(Entries from a point annotation set)

• • • •

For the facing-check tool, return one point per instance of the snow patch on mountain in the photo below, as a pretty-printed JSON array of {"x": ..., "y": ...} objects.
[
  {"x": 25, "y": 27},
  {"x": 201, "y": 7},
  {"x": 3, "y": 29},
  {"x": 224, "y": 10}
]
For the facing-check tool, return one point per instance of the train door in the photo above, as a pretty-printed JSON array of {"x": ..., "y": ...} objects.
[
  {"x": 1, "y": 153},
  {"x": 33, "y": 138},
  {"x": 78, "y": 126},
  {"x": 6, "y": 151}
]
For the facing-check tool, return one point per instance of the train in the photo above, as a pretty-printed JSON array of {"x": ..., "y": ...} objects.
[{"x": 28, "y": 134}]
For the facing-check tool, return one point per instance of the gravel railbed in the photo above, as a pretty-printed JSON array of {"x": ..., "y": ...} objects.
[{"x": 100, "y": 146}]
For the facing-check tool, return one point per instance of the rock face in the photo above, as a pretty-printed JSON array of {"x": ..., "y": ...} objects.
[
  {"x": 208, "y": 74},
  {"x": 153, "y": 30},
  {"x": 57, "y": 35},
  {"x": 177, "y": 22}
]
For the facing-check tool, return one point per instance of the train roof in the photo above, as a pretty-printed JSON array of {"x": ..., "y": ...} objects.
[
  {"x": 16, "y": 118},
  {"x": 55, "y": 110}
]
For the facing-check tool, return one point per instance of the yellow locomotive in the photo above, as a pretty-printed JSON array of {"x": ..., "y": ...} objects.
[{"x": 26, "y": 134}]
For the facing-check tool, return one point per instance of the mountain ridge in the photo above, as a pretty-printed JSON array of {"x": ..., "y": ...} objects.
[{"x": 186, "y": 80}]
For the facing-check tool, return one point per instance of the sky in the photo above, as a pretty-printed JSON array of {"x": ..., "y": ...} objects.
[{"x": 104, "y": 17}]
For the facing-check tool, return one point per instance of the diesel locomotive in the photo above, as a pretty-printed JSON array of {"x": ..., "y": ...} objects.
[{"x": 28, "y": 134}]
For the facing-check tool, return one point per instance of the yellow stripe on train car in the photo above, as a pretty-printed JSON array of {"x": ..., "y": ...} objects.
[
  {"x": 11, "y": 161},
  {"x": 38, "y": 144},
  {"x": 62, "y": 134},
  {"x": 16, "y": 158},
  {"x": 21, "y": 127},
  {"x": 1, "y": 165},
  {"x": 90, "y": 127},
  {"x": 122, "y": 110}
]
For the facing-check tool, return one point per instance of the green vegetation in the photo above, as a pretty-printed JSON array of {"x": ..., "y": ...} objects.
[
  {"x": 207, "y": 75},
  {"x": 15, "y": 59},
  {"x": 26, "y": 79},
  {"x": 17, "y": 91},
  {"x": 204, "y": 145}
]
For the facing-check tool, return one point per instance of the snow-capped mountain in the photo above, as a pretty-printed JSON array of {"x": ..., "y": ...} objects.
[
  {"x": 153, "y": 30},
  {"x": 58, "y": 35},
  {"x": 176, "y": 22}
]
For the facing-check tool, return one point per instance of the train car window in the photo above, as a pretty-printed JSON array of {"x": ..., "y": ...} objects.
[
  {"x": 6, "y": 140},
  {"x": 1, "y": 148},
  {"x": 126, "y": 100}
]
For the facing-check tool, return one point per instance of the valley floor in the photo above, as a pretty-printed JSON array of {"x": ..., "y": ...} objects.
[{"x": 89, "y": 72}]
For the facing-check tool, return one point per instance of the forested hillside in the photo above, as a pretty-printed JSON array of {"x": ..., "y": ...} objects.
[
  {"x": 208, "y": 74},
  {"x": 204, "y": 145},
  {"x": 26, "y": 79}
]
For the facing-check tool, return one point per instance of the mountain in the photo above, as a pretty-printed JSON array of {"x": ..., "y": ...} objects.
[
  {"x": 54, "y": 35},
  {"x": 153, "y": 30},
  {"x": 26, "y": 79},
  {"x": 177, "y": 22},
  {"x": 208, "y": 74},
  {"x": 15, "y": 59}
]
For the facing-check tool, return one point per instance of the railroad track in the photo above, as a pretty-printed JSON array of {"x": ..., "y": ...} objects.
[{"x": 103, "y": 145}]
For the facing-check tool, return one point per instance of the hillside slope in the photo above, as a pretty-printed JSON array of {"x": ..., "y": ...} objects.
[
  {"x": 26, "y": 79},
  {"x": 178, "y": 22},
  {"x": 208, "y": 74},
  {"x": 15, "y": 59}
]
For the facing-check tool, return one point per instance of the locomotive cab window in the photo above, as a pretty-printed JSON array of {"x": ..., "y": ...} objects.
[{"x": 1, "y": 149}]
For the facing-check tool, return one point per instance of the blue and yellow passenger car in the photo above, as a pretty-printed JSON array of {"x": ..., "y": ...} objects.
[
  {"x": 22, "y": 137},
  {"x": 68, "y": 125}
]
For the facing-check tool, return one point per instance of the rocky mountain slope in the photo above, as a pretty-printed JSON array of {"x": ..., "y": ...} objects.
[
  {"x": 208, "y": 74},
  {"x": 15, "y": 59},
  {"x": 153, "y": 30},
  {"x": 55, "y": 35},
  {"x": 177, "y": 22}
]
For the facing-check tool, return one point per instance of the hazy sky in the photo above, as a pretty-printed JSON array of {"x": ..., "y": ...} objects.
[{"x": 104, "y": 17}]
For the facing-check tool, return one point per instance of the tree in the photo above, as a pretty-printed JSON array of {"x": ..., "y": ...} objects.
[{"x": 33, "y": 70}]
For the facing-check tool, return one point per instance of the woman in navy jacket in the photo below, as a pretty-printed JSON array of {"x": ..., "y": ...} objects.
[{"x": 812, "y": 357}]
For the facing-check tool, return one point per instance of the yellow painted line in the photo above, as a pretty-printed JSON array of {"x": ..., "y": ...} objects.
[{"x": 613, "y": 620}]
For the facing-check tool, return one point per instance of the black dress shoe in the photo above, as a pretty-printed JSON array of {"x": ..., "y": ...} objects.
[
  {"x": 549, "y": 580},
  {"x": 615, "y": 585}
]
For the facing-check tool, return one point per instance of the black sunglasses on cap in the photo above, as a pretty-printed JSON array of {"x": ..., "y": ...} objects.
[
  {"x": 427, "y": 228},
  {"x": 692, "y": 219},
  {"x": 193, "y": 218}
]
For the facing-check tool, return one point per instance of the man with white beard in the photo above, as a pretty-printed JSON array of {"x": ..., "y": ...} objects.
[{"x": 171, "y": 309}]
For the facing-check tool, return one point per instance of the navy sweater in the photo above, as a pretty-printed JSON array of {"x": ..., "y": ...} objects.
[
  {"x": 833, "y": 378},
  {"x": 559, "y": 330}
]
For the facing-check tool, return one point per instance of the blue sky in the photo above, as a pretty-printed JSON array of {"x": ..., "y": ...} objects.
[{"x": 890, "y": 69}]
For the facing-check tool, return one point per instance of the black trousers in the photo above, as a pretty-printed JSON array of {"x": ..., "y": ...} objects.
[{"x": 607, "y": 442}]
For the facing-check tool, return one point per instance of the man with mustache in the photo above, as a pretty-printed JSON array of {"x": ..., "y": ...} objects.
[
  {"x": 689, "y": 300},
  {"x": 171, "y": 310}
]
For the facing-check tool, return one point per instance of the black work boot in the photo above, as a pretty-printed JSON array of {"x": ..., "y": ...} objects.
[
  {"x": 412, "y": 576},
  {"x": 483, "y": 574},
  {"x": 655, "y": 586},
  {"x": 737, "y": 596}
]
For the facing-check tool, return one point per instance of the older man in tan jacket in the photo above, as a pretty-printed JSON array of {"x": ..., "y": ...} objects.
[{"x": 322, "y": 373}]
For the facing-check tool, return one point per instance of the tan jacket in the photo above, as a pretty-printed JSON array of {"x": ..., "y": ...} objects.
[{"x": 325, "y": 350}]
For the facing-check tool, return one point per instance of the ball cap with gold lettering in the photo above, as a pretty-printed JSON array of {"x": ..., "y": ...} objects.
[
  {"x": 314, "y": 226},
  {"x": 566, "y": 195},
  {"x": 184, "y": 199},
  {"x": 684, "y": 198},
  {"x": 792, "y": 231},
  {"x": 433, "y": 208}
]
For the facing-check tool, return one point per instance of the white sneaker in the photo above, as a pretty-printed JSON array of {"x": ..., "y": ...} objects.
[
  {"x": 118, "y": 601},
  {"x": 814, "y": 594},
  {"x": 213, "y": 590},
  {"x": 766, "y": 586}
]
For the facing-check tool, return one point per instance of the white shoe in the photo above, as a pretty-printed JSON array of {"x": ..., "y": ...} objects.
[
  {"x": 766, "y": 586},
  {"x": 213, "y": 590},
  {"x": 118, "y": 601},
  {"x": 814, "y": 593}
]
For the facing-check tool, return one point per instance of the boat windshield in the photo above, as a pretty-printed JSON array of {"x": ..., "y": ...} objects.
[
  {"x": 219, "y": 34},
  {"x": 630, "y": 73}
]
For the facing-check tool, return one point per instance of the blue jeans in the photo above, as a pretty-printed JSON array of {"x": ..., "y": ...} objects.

• • • •

## WHAT THE EXERCISE ASKS
Reproduce only the lines from the line containing "the white sneaker" to the last line of the material above, both of those lines included.

## SOLUTION TO THE PROBLEM
For the facing-check tool, return one point per instance of the white sneaker in the photo above, as a pretty-printed JSON array of {"x": ..., "y": ...} objects.
[
  {"x": 118, "y": 601},
  {"x": 814, "y": 594},
  {"x": 213, "y": 590},
  {"x": 766, "y": 586}
]
For the facing-check tool, return one point per instance of the white shoe in the photo above, as a pretty-printed JSON array of {"x": ..., "y": ...} objects.
[
  {"x": 766, "y": 586},
  {"x": 213, "y": 590},
  {"x": 118, "y": 601},
  {"x": 814, "y": 593}
]
For the facing-check tool, return one point per instance of the boat windshield in the photo above, as a pretty-printed JSON array of {"x": ..., "y": ...} objects.
[
  {"x": 219, "y": 34},
  {"x": 630, "y": 73}
]
For the facing-check tool, return one point per instance of the blue jeans in the photo above, as a pretty-printed JSON array of {"x": ..., "y": ...} objects.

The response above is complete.